--- BEGIN EXTRACT PROVIDED ---

Obatala Orisha – How the King of Orishas created the world

Obatala Orisha is one of the oldest Orishas in Yoruba Mythology and he’s known as the King of all. He’s also called Oshala, Oshalufa, Oshaguia, or Orishanla. He created the world we know alongside humankind. In this article, I’ll tell some of his most popular stories and you’ll learn about his symbols, how to make a prayer for him and what he likes to receive as offerings.

He wears white clothes and sometimes he is even depicted as a white-skinned man. He protects all handicapped people and also the albino ones.

He’s venerated in afro-descendant religions such as Santeria, Umbanda, and Candomblé.

Orisha Obatala the creator

Obatala creates the world

According to Yoruba beliefs, in the beginning, there was only water. This water was not the water we know today. It was lifeless water. The first Orishas already existed and they lived above this water, in the sky. We can imagine they lived in a “celestial plane” and they could visit the water place by going down through a spider web.

--- END EXTRACT PROVIDED ---

# PROBLEM REQUIREMENTS
Resume the account of how Obatala created the world, starting after its last sentence.

--- BEGIN ENTRIES SHOWN ---

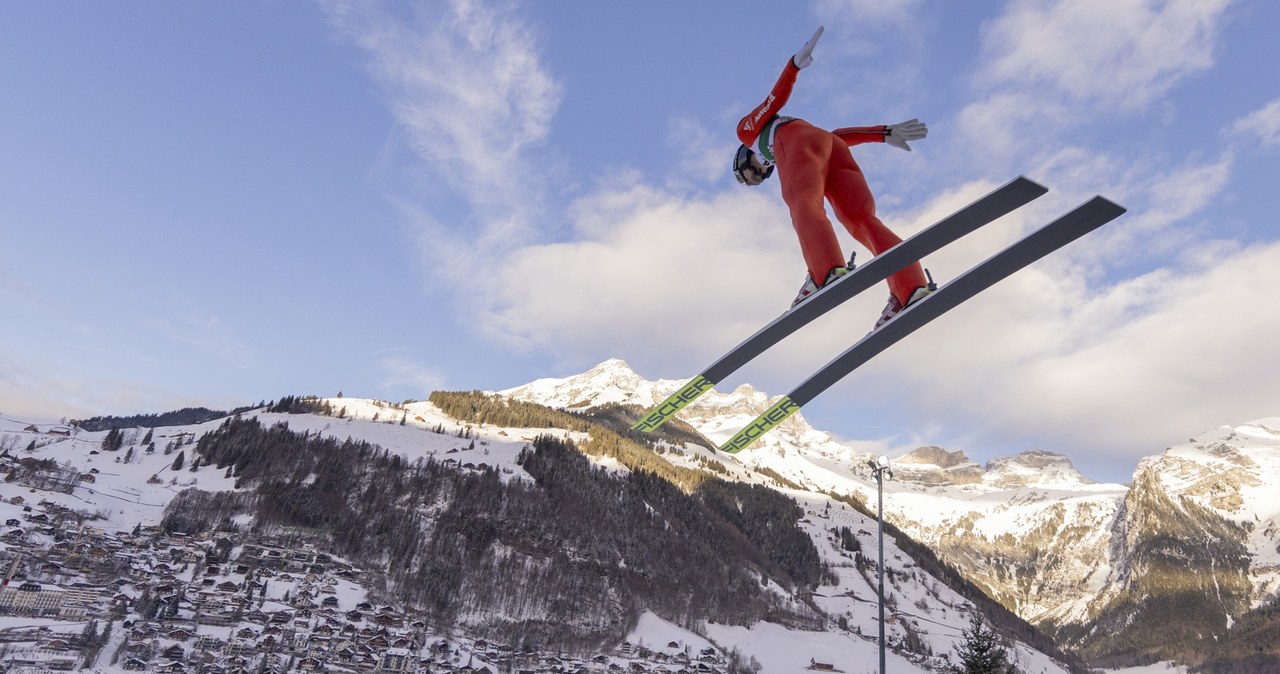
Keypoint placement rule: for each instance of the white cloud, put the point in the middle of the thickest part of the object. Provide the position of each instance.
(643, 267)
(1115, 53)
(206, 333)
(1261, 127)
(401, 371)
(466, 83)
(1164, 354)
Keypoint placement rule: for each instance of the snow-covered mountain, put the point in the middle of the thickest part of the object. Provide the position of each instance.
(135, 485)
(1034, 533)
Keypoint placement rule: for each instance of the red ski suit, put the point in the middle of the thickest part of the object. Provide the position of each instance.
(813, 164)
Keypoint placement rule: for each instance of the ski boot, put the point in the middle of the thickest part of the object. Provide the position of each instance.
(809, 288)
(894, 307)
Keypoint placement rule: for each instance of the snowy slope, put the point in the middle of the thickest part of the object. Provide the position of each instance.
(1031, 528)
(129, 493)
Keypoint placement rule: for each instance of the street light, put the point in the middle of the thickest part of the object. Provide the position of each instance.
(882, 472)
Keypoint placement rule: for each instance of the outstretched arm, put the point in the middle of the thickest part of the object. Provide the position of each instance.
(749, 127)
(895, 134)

--- END ENTRIES SHOWN ---
--- BEGIN ENTRIES SHOWN ---

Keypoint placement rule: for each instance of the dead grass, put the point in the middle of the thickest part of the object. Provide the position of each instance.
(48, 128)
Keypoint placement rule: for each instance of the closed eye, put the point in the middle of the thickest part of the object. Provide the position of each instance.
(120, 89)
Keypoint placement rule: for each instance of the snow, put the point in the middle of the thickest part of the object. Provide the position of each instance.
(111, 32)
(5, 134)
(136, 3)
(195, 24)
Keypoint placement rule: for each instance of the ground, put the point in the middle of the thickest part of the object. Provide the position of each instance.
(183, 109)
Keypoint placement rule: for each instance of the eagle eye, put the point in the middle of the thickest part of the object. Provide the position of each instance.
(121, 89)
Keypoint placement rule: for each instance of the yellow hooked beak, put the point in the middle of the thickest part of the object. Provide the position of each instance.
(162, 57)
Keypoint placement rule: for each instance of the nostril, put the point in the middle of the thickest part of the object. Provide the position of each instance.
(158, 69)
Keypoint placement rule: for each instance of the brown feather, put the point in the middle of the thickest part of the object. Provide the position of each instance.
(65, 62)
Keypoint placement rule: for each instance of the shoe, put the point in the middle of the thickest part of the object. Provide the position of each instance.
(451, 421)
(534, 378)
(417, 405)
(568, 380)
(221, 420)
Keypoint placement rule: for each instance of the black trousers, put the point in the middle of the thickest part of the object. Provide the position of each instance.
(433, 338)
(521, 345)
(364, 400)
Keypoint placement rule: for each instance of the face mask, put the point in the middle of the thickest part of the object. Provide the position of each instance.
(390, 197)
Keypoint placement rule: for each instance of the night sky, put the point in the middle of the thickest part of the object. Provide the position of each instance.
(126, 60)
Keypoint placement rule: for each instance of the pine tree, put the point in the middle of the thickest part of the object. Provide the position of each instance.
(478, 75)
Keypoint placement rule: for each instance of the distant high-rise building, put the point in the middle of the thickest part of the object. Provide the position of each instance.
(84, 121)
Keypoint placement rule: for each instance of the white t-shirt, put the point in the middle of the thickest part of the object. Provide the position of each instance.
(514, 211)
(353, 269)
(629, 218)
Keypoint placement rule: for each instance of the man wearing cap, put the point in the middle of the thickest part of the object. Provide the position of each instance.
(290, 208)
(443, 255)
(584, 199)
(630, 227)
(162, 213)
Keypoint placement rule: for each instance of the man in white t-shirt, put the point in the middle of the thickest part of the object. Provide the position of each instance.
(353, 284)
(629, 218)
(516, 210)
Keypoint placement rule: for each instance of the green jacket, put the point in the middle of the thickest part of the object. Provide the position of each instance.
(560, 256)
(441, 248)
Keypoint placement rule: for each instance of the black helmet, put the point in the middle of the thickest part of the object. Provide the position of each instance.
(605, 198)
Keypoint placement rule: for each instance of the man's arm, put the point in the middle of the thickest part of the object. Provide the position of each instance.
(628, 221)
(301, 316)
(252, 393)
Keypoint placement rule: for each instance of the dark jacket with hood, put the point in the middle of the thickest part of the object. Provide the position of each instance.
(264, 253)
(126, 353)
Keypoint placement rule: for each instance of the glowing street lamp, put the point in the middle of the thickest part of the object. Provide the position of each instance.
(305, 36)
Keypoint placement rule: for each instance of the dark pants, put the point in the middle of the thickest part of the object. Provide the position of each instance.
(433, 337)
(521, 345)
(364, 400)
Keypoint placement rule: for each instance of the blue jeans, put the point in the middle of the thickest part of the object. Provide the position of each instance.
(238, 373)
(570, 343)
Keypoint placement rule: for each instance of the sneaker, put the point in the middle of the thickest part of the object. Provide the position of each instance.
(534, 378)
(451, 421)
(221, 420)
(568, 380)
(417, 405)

--- END ENTRIES SHOWN ---
--- BEGIN ENTRIES SHOWN ---

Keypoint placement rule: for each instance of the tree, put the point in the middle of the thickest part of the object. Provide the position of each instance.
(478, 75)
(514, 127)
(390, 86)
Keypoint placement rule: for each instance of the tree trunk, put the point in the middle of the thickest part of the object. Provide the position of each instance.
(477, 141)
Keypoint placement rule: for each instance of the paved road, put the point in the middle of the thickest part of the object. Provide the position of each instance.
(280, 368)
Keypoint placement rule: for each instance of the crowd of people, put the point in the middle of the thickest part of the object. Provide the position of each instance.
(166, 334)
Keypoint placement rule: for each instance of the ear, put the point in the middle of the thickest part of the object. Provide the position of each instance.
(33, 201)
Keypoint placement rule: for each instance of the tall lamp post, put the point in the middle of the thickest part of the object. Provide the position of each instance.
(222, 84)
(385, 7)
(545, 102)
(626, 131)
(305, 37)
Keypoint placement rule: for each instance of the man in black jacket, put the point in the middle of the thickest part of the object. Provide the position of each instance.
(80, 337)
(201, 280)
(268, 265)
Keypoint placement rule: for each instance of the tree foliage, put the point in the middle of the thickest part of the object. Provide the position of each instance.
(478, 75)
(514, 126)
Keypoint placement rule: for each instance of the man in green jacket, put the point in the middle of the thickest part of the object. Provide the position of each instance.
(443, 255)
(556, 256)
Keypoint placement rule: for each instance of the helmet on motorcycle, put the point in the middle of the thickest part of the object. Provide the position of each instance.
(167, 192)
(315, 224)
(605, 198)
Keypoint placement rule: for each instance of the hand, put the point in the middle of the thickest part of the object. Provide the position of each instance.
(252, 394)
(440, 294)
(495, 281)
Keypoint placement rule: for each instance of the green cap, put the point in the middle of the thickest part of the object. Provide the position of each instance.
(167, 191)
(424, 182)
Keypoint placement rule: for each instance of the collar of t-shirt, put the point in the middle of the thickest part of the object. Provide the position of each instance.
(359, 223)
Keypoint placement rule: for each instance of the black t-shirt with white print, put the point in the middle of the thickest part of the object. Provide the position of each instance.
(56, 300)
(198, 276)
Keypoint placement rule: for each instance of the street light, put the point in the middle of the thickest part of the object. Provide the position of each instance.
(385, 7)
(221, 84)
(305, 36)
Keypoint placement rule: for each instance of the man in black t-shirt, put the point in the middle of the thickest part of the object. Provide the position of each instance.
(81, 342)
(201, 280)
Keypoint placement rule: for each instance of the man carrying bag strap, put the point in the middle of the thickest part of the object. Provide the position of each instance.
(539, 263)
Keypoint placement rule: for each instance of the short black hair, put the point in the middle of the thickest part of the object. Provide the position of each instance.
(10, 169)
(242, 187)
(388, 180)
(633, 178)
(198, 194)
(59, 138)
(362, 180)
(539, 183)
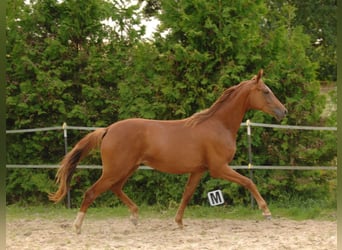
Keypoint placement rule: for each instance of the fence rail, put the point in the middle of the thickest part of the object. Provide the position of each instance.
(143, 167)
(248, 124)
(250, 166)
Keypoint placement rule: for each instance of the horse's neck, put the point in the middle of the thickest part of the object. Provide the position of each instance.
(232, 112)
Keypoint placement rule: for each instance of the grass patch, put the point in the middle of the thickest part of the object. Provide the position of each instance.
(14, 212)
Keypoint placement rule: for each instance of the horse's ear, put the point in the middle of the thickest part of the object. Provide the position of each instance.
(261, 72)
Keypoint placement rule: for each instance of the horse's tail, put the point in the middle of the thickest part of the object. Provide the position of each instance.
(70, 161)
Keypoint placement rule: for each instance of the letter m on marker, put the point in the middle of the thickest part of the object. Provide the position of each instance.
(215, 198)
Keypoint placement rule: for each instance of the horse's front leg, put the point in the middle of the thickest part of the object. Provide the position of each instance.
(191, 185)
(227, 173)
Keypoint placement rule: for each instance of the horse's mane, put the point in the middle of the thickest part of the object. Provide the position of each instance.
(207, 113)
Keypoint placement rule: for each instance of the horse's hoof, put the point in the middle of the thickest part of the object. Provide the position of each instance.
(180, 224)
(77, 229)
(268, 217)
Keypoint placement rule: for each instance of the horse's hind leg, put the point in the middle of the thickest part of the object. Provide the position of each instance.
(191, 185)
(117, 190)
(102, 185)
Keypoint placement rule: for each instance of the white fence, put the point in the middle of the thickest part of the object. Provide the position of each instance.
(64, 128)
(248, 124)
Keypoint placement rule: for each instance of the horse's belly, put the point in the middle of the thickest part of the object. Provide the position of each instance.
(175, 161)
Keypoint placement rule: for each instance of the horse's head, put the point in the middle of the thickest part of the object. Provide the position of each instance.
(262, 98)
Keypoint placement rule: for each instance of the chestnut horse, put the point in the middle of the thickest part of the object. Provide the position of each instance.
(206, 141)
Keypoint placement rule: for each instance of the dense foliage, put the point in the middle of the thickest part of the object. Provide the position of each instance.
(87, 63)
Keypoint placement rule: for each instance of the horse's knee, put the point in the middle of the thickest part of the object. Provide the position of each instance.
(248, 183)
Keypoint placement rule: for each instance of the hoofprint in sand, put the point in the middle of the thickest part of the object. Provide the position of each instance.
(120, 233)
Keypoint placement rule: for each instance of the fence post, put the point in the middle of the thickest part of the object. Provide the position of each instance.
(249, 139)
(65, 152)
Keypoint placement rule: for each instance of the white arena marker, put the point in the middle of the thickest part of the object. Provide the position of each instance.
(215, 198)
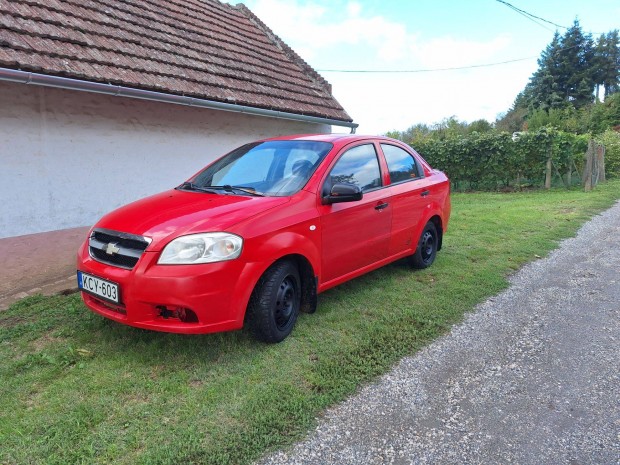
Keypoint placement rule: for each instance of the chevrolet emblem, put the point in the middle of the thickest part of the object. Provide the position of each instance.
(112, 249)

--- END ENTRIES SHOWN ---

# EXPECTED OUTPUT
So they would do this for fun. Once in a while, the Orishas would go down to play in this water space.

One day, Olorum decided it was time to make something more on that water. So he came up with an idea and ordered Obatala (Orixanla) to execute it. The idea was to create terra firma so the Orishas could walk on this land.

He was given a seashell full of earth (or sand), a pigeon, and a five-fingered hen. He went down from the sky and deposited the earth over the water. Then, he placed the pigeon and the hen on it and both started to spread the earth over the water.

The land had been created! And this land was named Ifé (large abode).

Obatala created the world and the humans
Obatala created the world and the humans

In another version, Olorum is regarded as the Orisha of the Sky and Olokum is the Orisha of the Ocean. In the beginning, only the two of them existed (this is a common motif through other creation stories such as Gaia and Ouranos in Greek Mythology or Nut and Geb in Egyptian Mythology).

They had two children: Obatala and Odudua.

Then, Obatala is instructed by his father to create land over the waters of his mother.

I have already written about this on the main page about Yoruba mythology and the Orishas.

Mankind is created from mud – Obatala receives Nana buruku’s help

Once the world was complete and full of nature and animals, the next task entrusted to Obatala was the creation of people that could live and enjoy the world too.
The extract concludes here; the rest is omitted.